Required work –
Begin at the line containing "# response lists one point per instance, each like pixel 942" in the records below, end at the line containing "# response lists one point per instance, each like pixel 854", and retype each line in that span exactly. No other line and no image should appear.

(Supplied material begins)

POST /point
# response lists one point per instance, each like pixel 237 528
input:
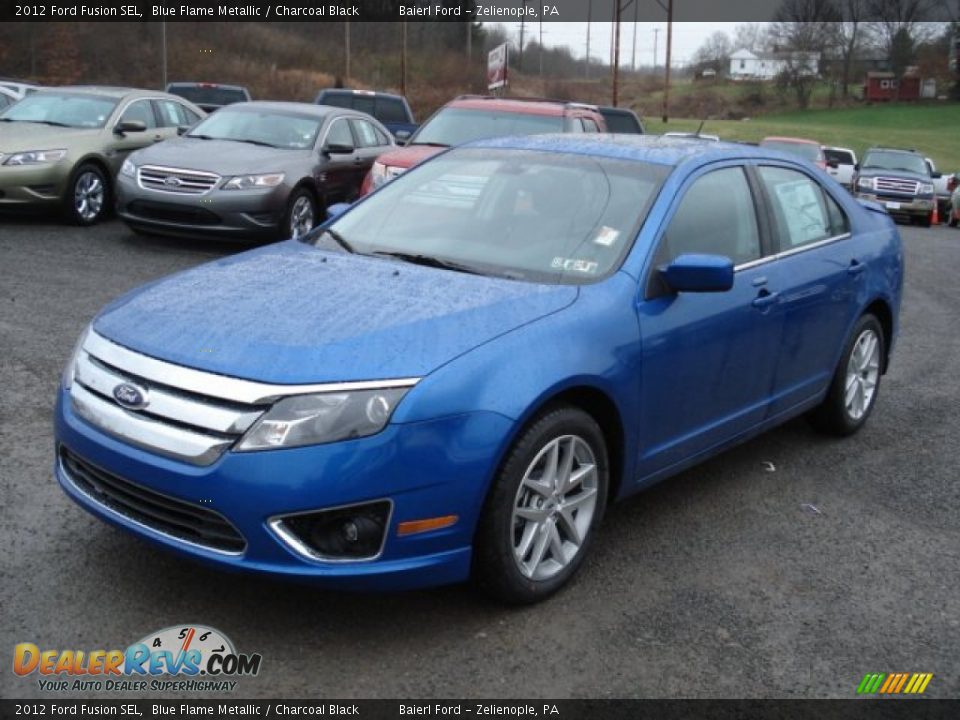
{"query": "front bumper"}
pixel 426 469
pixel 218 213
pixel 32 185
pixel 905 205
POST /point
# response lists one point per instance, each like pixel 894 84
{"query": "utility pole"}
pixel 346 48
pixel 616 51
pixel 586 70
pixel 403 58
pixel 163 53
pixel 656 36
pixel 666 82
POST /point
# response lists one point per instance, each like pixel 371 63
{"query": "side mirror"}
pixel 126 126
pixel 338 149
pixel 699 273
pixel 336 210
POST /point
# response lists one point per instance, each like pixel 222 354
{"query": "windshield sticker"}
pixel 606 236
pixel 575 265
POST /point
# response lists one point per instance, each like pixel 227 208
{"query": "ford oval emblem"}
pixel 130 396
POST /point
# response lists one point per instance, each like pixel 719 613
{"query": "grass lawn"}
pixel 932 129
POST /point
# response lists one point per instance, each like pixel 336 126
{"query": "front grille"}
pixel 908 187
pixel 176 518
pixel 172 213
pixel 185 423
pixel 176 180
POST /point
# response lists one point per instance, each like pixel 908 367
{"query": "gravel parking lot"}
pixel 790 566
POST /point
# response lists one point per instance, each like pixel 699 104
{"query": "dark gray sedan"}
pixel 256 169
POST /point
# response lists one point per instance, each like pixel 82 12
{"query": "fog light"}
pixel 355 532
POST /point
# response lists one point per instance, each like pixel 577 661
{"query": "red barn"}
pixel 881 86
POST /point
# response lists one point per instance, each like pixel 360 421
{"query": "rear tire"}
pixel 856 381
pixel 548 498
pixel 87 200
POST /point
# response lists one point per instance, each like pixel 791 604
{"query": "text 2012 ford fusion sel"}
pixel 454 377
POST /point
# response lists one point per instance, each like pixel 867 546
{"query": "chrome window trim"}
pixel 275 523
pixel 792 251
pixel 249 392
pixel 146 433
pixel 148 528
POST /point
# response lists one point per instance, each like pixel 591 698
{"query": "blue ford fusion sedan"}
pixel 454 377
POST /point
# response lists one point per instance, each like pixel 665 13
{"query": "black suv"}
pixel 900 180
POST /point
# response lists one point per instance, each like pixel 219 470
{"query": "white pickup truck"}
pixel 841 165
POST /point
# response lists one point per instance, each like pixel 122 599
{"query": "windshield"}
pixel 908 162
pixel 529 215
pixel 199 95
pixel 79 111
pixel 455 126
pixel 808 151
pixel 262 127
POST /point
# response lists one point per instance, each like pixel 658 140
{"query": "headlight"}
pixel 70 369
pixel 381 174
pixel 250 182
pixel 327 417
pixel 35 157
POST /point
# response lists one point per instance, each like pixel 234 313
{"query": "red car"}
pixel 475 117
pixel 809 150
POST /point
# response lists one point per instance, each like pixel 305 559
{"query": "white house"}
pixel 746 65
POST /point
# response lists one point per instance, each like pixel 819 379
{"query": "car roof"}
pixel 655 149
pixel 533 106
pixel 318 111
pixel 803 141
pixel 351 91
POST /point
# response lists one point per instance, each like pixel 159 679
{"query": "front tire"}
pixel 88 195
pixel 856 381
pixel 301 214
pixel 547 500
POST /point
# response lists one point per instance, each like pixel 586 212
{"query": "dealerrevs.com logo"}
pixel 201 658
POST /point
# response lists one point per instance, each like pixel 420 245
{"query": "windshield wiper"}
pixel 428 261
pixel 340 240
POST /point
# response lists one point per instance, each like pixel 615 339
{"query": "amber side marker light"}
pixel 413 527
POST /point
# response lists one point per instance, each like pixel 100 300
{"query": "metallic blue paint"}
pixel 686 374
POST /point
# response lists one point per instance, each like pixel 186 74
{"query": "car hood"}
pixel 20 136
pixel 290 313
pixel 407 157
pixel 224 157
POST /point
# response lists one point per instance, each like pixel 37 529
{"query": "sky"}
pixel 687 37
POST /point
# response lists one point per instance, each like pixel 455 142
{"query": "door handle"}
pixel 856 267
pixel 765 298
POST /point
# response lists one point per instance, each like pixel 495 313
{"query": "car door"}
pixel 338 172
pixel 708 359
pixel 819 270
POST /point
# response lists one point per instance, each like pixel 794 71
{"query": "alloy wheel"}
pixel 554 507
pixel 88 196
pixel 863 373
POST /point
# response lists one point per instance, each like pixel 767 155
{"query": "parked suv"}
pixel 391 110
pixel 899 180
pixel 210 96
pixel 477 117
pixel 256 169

(Supplied material ends)
(Supplied material begins)

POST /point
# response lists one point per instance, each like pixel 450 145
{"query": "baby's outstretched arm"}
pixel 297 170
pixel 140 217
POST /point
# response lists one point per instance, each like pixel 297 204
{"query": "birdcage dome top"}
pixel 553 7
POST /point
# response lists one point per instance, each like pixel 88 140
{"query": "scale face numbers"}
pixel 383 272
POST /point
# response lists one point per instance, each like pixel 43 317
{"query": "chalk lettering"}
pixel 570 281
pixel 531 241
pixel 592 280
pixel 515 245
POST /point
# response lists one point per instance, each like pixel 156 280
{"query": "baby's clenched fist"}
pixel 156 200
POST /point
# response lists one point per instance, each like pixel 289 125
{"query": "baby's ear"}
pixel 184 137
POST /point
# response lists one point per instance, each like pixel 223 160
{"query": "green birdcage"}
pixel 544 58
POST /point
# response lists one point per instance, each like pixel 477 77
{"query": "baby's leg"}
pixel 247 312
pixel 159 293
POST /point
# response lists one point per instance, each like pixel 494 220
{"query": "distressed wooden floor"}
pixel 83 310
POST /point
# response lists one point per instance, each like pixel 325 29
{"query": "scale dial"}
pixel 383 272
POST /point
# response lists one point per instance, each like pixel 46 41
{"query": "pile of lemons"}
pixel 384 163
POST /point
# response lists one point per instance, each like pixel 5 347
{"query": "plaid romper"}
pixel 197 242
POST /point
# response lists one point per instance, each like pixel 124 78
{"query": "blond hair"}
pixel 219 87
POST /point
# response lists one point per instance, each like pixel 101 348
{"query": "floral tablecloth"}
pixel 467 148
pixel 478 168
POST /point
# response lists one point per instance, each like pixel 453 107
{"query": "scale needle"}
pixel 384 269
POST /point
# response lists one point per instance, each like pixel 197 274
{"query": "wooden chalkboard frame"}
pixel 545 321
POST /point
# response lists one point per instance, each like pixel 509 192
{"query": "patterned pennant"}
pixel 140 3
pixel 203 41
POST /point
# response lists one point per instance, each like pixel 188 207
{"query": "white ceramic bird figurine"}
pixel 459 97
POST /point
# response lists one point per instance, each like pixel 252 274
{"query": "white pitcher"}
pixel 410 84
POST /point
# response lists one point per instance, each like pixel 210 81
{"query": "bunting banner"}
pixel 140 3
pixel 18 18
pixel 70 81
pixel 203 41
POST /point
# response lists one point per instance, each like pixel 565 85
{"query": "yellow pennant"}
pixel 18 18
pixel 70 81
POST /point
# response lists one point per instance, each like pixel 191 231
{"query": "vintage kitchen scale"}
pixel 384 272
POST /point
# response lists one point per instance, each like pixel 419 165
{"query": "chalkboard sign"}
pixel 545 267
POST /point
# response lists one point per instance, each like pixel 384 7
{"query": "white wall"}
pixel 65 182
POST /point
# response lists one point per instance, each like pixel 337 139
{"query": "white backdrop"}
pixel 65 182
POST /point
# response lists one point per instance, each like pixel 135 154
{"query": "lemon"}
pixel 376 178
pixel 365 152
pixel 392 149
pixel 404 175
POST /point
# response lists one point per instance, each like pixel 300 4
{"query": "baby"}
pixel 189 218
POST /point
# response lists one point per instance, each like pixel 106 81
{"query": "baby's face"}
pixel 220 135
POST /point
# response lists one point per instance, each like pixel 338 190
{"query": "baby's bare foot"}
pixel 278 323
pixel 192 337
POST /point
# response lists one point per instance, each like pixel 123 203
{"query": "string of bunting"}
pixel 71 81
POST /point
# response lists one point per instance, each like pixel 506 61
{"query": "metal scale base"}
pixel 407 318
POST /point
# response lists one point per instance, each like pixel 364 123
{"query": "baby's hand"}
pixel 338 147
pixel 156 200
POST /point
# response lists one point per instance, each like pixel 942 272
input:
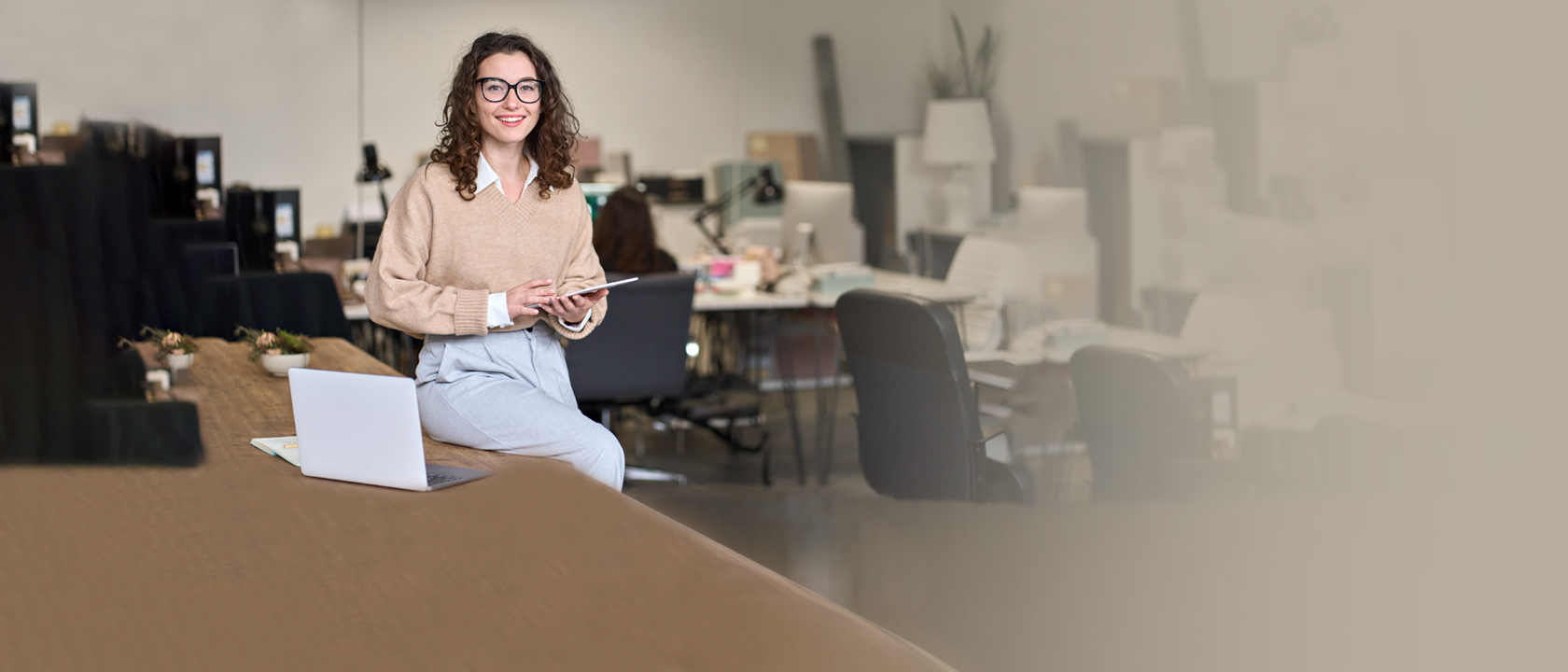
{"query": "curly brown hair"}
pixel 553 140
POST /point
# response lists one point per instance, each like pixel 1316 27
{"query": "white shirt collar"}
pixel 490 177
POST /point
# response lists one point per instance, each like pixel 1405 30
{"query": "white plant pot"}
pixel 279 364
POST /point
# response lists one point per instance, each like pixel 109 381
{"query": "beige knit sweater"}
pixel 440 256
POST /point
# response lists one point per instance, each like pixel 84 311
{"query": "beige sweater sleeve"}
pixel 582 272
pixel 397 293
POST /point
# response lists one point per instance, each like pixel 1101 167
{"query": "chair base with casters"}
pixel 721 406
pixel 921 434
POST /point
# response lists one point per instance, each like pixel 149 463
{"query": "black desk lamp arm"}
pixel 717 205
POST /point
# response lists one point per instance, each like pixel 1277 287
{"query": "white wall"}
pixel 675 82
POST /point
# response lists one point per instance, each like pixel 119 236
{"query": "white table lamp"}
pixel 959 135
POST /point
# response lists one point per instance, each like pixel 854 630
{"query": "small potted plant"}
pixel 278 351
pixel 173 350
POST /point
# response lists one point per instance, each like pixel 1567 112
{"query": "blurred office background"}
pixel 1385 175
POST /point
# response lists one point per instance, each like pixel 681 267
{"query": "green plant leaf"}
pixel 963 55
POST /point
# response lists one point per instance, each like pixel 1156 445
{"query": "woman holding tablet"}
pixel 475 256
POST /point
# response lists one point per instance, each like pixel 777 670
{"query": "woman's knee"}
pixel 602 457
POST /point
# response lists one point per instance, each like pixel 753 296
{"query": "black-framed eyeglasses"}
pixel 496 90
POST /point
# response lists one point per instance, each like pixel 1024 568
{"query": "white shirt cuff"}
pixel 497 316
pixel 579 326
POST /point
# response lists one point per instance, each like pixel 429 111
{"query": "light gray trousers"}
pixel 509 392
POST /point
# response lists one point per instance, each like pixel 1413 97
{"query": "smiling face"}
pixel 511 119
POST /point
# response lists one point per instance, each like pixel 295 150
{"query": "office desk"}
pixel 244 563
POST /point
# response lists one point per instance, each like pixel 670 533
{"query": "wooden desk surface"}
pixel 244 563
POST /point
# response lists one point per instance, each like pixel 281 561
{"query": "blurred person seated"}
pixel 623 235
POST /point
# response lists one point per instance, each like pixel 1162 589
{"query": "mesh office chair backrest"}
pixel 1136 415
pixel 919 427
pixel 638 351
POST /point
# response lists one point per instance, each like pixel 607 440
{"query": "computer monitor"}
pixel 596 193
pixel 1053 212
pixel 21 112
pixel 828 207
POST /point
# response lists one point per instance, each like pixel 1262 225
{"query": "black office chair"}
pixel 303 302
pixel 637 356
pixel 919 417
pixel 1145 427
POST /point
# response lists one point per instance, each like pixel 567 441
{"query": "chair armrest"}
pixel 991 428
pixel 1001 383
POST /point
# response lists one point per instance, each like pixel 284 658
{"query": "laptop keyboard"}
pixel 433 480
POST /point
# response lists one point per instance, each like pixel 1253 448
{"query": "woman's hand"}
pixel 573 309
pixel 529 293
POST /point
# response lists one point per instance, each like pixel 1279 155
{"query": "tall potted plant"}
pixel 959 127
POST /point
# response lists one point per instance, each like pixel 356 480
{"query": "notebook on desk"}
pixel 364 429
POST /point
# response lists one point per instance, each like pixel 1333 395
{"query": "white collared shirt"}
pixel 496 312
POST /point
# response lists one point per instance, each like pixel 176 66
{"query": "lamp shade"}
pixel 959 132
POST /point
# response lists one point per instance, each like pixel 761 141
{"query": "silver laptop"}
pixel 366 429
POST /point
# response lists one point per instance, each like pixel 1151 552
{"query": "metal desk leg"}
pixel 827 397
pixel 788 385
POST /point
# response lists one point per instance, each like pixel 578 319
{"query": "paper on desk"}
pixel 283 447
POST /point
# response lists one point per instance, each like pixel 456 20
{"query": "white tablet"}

(Supplied material ends)

Solution for this problem –
# response lists one point per instance, each like pixel 942 272
input:
{"query": "curly brown hair"}
pixel 553 140
POST /point
# response lists one point per instance, each like pixel 1316 27
{"query": "white shirt collar"}
pixel 490 177
POST /point
# response lists one point per instance, each like pixel 1405 30
{"query": "white plant pot"}
pixel 279 364
POST /point
# response lists one point per instance, each like pixel 109 381
{"query": "beige knit sweater"}
pixel 440 256
POST /point
# response lists one point per instance, each like pixel 84 311
{"query": "beige sweater sleeve"}
pixel 582 272
pixel 397 293
POST /point
# response lists one point per instance, each like pixel 1101 167
{"query": "chair base with casters"}
pixel 721 406
pixel 921 434
POST /point
# response lists one point per instance, each like pixel 149 463
{"query": "black desk lamp arm"}
pixel 717 205
POST /point
# response lists one point per instance, each like pixel 1277 287
{"query": "white wall"}
pixel 675 82
POST /point
# response lists one point per instance, each like pixel 119 236
{"query": "white table lamp"}
pixel 959 135
POST /point
# response lists one point per instance, each like pixel 854 630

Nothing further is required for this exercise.